Source data:
Begin

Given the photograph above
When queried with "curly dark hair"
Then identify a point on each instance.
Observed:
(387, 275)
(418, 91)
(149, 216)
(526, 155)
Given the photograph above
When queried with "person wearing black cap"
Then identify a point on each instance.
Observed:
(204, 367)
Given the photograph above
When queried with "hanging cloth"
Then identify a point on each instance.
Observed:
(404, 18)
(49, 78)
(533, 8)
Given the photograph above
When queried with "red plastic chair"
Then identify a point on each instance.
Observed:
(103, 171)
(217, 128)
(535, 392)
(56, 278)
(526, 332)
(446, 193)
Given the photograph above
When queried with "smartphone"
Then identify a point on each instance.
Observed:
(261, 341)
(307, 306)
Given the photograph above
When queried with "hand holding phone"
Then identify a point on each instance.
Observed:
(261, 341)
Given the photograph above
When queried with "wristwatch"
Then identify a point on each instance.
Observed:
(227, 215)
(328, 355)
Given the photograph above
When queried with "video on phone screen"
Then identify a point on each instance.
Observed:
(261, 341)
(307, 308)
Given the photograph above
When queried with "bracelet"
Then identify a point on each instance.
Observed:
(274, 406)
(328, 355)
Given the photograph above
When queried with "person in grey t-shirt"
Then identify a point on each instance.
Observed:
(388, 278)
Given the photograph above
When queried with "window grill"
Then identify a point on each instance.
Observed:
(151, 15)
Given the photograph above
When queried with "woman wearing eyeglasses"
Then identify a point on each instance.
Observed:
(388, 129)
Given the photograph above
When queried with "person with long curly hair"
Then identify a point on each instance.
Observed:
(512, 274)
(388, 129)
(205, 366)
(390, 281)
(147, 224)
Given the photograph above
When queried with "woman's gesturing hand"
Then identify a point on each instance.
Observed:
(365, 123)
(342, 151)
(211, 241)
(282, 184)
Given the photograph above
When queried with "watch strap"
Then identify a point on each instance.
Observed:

End

» Request
Your task is to transcribe the material exactly.

» Response to this task
Given the photograph above
When queried with "curly dark hair"
Then identify a point on each instance.
Observed:
(387, 275)
(418, 91)
(149, 216)
(526, 155)
Given the photograph above
When queried with "person wearing black cap"
Then identify a point on each instance.
Observed:
(204, 367)
Given the photograph above
When queried with "hanging cloth"
Then identify a point on each instance.
Observed:
(404, 18)
(49, 78)
(533, 8)
Given the photograph above
When queried with "red plastic chair"
Then identify a point on each instance.
Observed:
(103, 171)
(217, 128)
(535, 392)
(56, 278)
(526, 332)
(446, 193)
Given the photograph above
When queried with "smartphone"
Then identify a point on each instance.
Observed:
(261, 341)
(307, 306)
Given the photograph above
When queried with "hand holding phone"
Then identify a point on each instance.
Observed:
(261, 341)
Given the photograph above
When queried with "wristwatch"
Then identify a point on each instance.
Observed:
(227, 215)
(328, 355)
Given the photograph above
When queried with "video on phone screen"
Then identify a point on each instance.
Observed:
(261, 341)
(307, 308)
Given the photograph above
When queried with "bracelet"
Then identify a point on each instance.
Observed:
(274, 406)
(328, 355)
Given the photograph above
When queried with "person in grey t-shirt"
Then identify a point on each instance.
Observed:
(388, 278)
Given the photograph above
When queried with "window grill"
Then identify a point on each instance.
Observed:
(151, 15)
Given the photograph above
When queried with "woman wearing eyeglasses"
Then identify a point on each instance.
Observed:
(388, 129)
Given the photograph above
When queried with "person with long curly hair"
Then identify a point on each instance.
Observed:
(512, 274)
(388, 129)
(205, 366)
(390, 281)
(147, 224)
Given the photograph above
When queried with "woman's gesturing hand"
Then identify a point on each instance.
Observed:
(365, 123)
(342, 151)
(211, 241)
(282, 184)
Given the photograph above
When queried with "watch strap"
Then identify a point on each instance.
Observed:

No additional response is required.